_Your assignment_: Using the listing below, copy every line that mentions "teacup".

-- Data for processing follows --

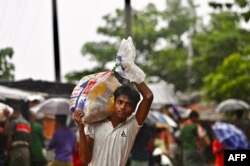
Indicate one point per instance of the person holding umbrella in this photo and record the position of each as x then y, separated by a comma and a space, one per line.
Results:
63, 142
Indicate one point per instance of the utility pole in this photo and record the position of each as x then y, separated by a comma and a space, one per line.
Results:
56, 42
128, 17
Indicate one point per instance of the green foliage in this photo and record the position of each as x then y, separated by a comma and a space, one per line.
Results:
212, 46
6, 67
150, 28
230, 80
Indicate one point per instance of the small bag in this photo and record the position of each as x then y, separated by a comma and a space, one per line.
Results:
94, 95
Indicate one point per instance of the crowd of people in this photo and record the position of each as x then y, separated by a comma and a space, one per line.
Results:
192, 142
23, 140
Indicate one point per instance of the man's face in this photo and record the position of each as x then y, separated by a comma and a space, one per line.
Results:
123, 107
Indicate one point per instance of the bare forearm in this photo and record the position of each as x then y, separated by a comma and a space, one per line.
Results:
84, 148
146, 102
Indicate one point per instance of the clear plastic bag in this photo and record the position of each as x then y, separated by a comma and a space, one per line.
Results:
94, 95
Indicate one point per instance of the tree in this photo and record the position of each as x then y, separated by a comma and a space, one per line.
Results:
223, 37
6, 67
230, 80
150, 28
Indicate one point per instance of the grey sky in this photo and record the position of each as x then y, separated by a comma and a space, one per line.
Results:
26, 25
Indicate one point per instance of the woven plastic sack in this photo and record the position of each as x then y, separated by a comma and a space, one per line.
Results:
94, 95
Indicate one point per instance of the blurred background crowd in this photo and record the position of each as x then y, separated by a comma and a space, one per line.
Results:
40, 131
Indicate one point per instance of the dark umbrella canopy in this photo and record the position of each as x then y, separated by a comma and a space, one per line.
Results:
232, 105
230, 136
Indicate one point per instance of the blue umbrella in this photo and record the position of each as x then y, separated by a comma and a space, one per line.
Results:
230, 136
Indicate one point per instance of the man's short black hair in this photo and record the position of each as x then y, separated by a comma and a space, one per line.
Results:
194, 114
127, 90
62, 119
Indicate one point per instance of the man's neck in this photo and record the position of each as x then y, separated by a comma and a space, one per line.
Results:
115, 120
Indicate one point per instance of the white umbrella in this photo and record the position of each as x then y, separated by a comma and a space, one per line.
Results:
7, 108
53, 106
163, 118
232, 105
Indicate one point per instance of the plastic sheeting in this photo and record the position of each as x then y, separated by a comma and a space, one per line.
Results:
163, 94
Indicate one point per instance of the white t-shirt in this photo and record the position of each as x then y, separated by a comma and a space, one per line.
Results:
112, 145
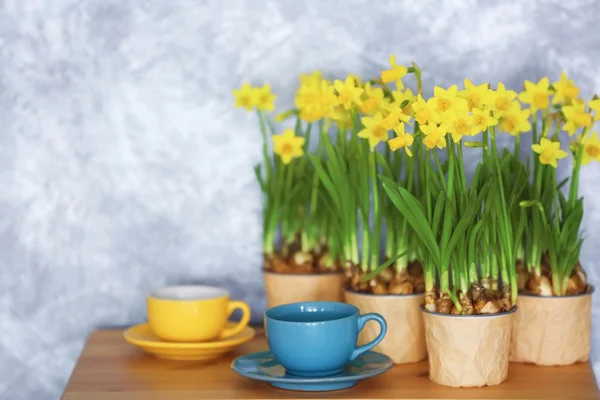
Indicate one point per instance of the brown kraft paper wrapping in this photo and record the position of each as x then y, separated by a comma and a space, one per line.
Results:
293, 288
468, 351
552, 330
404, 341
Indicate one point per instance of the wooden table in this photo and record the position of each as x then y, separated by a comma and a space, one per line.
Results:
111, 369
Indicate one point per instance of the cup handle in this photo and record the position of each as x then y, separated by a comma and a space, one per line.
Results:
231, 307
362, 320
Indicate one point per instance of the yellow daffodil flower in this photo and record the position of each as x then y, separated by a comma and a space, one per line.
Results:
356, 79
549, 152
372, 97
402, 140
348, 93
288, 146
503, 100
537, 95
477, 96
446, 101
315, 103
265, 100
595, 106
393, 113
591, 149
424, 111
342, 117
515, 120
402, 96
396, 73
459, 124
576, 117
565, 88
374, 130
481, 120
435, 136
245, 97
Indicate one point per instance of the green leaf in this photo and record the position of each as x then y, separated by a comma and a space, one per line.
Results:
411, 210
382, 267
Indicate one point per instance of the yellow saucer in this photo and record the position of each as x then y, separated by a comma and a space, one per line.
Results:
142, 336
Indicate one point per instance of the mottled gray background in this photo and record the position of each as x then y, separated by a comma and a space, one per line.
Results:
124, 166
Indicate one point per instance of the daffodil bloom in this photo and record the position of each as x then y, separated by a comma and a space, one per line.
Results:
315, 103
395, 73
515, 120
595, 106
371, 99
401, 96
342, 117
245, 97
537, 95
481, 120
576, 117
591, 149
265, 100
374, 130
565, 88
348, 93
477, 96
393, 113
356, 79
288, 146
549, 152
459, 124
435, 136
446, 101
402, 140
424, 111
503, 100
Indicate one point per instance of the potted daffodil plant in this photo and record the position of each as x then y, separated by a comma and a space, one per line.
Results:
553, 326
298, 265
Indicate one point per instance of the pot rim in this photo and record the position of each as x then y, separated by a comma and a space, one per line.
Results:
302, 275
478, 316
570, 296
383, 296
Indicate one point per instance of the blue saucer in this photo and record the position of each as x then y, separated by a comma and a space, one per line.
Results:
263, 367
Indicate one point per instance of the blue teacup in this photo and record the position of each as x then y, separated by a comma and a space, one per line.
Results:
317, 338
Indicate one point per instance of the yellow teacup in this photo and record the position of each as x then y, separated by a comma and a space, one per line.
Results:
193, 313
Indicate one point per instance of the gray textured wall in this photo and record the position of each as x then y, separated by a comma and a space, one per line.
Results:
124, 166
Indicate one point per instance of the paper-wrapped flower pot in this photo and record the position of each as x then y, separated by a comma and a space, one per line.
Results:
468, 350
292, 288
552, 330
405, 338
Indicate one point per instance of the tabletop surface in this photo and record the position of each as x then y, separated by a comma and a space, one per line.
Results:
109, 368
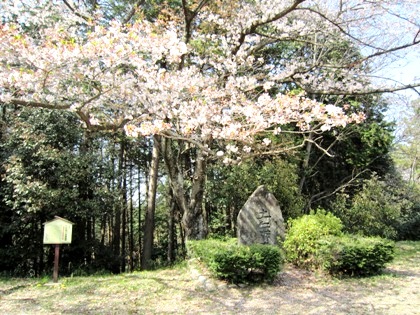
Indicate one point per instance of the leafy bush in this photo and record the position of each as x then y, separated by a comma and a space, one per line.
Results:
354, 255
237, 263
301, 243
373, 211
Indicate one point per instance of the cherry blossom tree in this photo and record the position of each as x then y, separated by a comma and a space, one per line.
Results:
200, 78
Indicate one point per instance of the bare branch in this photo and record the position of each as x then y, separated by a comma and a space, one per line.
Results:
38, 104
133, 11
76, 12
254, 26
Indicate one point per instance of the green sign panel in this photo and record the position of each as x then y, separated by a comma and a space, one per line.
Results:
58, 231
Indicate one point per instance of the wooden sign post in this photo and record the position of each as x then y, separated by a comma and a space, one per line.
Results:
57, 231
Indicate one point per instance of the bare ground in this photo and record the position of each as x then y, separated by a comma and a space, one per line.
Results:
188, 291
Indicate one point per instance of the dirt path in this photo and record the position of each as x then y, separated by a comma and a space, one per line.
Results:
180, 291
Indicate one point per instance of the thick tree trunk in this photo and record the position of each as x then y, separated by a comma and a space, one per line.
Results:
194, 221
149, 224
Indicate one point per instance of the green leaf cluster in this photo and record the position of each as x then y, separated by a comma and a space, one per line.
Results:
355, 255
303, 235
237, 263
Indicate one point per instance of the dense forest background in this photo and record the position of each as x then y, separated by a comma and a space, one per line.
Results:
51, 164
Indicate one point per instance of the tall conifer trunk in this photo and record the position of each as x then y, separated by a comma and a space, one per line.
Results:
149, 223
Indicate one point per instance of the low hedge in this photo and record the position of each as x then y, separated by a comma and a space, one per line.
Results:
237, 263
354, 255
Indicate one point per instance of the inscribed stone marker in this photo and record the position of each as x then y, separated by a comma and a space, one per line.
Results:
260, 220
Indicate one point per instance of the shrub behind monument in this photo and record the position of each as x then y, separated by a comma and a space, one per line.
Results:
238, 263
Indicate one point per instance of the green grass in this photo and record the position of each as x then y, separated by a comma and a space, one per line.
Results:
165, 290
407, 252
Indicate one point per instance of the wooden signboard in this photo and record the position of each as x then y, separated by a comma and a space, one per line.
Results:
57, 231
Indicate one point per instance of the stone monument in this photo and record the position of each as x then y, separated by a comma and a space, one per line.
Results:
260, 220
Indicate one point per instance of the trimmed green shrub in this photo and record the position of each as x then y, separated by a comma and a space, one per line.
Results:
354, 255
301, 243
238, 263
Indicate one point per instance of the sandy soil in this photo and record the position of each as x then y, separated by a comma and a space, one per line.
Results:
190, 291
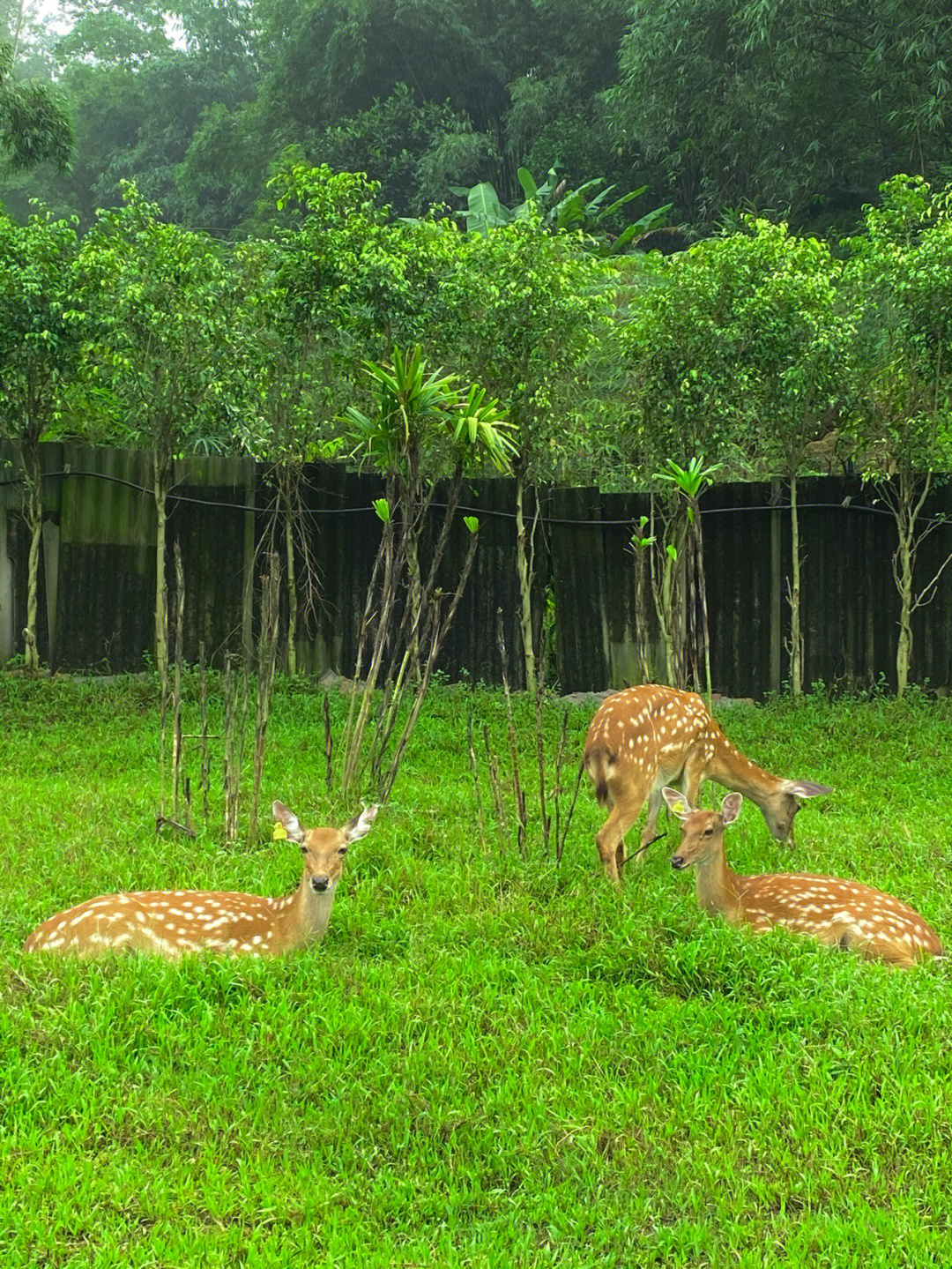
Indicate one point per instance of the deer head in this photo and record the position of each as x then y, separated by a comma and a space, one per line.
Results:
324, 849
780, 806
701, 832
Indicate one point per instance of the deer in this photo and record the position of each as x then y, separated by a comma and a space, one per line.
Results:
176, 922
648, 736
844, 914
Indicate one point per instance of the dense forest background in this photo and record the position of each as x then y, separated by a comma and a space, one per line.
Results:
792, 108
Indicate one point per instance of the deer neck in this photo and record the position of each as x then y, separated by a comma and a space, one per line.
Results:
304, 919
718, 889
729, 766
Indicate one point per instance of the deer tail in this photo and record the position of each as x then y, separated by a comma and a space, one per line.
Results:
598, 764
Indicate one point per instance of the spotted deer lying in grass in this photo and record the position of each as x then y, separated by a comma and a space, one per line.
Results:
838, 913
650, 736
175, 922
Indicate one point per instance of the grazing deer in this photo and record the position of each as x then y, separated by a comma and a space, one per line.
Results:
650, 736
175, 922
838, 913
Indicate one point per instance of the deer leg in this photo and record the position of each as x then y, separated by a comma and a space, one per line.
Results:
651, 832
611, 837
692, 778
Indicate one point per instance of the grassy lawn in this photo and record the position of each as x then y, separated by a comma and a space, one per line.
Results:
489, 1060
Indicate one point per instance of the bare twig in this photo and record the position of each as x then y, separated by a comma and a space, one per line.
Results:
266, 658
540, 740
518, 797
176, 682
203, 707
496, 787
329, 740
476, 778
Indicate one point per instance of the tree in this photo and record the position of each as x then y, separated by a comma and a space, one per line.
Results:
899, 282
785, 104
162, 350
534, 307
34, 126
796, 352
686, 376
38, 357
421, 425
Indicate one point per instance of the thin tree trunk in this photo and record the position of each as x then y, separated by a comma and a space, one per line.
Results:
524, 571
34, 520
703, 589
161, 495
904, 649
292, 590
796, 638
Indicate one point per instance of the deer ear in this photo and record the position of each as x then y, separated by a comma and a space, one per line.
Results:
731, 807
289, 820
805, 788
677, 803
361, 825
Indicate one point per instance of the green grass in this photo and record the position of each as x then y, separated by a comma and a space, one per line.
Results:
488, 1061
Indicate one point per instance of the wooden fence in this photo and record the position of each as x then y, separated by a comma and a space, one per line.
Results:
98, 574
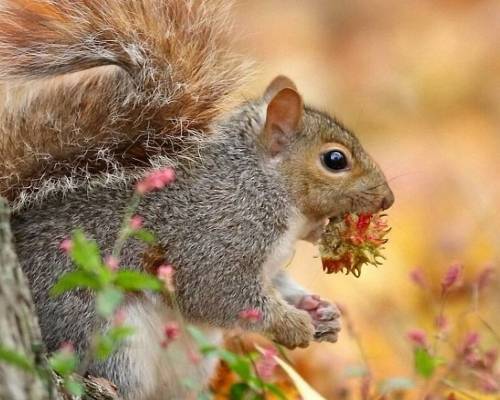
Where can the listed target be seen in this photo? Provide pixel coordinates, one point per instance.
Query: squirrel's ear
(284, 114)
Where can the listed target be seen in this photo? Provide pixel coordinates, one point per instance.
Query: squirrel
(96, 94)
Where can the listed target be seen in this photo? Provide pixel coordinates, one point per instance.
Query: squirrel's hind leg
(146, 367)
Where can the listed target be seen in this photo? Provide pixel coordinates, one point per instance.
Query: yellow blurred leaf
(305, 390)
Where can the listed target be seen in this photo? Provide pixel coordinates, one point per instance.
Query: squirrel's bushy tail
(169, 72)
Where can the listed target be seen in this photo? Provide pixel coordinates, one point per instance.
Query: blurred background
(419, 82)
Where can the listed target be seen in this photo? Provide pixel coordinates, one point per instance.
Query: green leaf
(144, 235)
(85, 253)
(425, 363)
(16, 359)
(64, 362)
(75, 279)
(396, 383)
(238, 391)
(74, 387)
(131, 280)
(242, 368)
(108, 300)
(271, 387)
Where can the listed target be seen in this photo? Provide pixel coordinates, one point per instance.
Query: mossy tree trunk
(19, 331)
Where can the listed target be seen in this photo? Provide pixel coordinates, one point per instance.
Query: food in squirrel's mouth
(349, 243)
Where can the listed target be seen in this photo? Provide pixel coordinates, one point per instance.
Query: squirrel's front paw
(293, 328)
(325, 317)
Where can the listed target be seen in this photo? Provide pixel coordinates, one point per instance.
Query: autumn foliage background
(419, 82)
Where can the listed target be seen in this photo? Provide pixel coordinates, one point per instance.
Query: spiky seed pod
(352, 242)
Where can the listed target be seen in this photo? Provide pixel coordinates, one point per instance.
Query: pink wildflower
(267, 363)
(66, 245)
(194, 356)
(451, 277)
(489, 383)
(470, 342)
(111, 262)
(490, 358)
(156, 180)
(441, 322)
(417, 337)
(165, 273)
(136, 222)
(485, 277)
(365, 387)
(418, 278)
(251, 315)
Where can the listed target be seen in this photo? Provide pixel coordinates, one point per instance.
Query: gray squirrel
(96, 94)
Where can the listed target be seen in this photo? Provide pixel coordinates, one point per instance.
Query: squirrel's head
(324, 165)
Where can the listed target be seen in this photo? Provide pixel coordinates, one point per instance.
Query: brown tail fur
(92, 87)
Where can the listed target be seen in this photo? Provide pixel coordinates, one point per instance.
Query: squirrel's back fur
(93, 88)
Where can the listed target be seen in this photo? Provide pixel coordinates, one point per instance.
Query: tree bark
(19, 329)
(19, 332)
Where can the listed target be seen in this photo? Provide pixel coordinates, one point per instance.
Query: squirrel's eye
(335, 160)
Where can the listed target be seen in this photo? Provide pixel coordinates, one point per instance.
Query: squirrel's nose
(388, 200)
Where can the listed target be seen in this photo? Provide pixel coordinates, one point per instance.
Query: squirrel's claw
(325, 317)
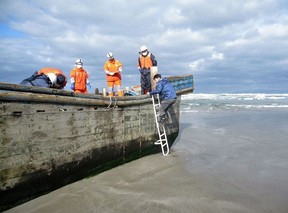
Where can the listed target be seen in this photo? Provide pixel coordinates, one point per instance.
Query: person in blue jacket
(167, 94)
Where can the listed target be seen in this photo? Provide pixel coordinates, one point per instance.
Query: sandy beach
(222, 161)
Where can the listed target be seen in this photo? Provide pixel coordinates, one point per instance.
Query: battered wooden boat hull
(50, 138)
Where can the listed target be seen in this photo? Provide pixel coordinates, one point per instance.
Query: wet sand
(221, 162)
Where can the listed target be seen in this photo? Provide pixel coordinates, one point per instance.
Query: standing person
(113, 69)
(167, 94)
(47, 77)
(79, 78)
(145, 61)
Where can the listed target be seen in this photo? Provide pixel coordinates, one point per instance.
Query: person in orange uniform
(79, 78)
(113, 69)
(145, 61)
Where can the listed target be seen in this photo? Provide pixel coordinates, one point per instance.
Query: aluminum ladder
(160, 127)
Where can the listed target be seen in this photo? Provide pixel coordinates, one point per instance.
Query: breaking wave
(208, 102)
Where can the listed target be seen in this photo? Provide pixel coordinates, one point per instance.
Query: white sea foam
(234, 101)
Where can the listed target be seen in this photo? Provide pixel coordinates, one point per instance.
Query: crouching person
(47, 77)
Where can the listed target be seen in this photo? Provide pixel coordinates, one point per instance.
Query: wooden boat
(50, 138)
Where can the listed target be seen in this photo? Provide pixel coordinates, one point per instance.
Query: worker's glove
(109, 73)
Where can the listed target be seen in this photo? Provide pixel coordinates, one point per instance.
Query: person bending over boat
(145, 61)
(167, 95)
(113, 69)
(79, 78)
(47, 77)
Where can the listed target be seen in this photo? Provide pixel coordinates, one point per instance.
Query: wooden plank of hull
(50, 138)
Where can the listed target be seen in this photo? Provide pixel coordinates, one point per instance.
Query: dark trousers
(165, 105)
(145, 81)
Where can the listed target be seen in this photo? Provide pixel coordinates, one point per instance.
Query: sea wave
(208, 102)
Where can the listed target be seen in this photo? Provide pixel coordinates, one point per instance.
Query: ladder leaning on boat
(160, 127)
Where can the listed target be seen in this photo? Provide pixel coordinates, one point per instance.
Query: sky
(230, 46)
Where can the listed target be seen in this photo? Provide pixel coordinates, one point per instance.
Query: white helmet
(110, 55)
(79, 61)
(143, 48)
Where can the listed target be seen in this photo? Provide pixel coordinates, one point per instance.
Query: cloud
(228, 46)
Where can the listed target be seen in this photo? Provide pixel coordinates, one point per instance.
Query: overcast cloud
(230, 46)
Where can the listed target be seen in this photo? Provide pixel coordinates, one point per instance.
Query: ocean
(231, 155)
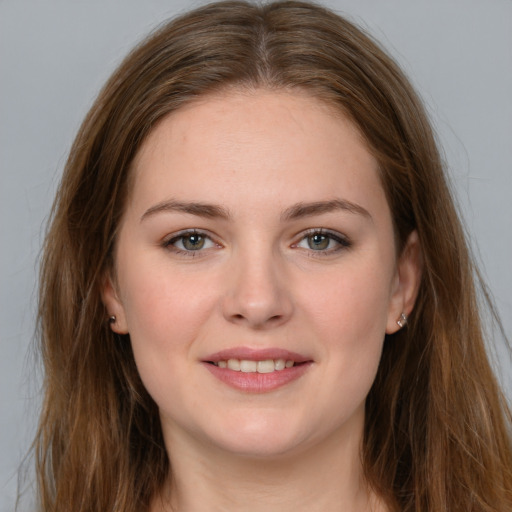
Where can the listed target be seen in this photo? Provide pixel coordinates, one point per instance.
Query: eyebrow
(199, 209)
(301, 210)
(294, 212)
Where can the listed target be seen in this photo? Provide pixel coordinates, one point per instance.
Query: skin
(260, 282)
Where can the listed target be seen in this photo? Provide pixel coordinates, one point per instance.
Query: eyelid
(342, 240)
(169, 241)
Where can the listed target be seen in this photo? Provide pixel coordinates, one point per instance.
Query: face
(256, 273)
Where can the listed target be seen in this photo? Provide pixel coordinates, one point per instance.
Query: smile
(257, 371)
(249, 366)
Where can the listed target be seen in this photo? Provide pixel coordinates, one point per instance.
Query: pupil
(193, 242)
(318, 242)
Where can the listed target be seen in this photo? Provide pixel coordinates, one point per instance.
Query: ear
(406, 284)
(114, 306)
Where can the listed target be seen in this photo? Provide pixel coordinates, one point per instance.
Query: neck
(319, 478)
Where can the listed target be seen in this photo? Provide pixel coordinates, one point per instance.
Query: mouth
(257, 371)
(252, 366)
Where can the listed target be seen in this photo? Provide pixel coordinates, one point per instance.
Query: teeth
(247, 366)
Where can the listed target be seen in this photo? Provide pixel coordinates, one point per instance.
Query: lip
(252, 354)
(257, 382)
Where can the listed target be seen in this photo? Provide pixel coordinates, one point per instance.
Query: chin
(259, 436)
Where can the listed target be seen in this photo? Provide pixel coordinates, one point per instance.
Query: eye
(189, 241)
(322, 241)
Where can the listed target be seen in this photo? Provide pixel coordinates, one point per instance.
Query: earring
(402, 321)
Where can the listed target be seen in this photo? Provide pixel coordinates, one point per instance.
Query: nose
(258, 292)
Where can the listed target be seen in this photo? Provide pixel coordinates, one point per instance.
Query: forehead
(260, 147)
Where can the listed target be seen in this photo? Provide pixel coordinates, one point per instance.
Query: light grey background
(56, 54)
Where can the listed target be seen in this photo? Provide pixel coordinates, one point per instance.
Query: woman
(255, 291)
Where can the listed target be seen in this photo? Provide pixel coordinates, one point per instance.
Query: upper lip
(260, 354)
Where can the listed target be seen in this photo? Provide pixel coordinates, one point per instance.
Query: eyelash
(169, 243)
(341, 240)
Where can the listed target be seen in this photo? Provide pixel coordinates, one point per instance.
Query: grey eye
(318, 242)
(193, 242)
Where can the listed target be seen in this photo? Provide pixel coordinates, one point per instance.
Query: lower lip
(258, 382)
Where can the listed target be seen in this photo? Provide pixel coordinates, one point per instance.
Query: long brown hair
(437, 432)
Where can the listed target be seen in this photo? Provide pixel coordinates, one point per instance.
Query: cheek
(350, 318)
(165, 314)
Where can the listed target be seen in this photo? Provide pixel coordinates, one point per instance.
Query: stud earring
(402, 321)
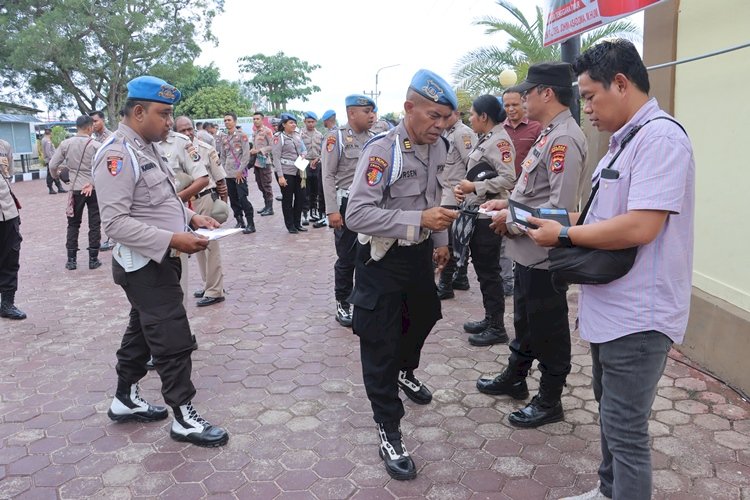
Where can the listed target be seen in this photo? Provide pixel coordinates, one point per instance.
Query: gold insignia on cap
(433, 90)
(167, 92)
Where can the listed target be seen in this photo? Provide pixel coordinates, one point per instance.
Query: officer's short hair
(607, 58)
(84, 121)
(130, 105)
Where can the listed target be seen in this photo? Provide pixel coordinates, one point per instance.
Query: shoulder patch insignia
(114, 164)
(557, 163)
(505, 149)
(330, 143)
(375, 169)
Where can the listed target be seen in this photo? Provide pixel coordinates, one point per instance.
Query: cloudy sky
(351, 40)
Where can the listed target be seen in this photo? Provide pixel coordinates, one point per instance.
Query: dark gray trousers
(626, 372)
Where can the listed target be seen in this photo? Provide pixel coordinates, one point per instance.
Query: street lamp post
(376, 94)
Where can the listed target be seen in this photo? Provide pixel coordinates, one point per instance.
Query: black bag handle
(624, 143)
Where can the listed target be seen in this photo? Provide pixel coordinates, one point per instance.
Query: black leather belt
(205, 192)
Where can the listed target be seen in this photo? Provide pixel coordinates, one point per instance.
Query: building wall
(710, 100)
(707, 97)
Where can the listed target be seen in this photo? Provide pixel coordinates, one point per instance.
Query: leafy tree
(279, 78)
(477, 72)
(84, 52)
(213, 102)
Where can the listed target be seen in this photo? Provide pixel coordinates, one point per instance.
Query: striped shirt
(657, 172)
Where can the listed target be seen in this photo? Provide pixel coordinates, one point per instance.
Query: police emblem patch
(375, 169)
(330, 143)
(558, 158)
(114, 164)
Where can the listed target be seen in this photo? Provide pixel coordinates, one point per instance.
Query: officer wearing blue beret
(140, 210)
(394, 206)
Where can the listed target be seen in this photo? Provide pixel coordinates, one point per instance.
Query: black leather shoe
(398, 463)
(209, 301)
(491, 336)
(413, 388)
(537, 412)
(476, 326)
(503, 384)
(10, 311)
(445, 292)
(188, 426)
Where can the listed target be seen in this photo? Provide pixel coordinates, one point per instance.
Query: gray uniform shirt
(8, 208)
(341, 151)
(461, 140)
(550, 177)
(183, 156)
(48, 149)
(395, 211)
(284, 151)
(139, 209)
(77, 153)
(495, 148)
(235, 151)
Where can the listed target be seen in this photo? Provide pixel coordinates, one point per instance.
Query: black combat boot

-- Data for processing concluded --

_Task solution_:
Indicate one point per instance of the blue teacup in this photo and record the position of each as x then y, separated by a comma and a space, one per line.
Indicate one point per instance of the yellow teacup in this photo and record the position of each as x then y, separated by a comma and a space, one per line.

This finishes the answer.